BEGIN Entries supplied
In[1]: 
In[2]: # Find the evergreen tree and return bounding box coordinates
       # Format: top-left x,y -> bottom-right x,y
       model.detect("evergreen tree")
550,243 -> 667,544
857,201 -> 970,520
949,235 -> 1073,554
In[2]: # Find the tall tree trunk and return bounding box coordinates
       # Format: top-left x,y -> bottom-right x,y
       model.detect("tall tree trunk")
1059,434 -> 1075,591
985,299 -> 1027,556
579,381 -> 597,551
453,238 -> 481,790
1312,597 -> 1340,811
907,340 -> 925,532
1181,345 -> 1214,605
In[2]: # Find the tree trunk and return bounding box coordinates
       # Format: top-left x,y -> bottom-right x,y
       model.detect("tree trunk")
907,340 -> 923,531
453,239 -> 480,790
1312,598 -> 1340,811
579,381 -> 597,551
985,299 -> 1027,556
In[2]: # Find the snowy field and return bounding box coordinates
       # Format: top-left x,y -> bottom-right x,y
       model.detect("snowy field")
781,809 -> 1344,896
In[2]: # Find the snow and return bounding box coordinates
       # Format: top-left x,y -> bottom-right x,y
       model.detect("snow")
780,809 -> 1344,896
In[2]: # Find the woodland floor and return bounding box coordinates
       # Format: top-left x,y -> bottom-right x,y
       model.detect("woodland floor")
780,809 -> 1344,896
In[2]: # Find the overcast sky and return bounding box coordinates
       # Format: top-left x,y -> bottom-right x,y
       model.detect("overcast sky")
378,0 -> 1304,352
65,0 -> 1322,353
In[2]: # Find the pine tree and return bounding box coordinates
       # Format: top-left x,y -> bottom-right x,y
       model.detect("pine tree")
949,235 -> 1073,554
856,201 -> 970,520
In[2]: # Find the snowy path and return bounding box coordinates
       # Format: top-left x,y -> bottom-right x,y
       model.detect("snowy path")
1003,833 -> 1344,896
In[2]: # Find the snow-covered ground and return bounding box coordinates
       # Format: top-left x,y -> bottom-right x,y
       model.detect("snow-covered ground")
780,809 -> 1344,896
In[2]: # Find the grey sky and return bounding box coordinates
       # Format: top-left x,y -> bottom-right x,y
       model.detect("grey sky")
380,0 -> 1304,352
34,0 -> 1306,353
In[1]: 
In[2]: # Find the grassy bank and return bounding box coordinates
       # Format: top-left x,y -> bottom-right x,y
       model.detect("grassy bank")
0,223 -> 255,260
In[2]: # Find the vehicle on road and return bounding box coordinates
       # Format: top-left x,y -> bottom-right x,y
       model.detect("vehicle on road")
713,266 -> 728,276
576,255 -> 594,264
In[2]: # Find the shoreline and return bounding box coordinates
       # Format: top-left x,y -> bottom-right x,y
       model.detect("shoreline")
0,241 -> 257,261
END Entries supplied
Set exercise: Locate the line that contains "In[2]: # Find the snow-covered", then please quote it and every line after it to the end of the entries above, exactly and with nothing else.

Correct response:
In[2]: # Find the snow-covered ground and return bounding box coordinates
       # Format: top-left x,y -> bottom-right x,y
       model.detect("snow-covered ground")
780,809 -> 1344,896
In[2]: # Find the grey sky and return bounding box coordinates
       # Format: top-left x,y -> bottom-right x,y
       model.detect("grey sky")
380,0 -> 1304,352
34,0 -> 1306,353
In[1]: 
In[2]: # Find the grassy bank and return bounding box coordinates
       # Format: top-left x,y -> bottom-right x,y
       model.detect("grassy bank")
0,223 -> 255,260
In[2]: # Find the vehicle on road and return bounding box coordinates
       # Format: top-left x,y -> bottom-right x,y
       model.detect("vehicle on road")
713,266 -> 728,276
576,255 -> 594,264
In[2]: # Find the shoreline and return bounding box coordinates
       # Format: top-left x,y -> bottom-right x,y
       model.detect("shoreline")
0,241 -> 257,261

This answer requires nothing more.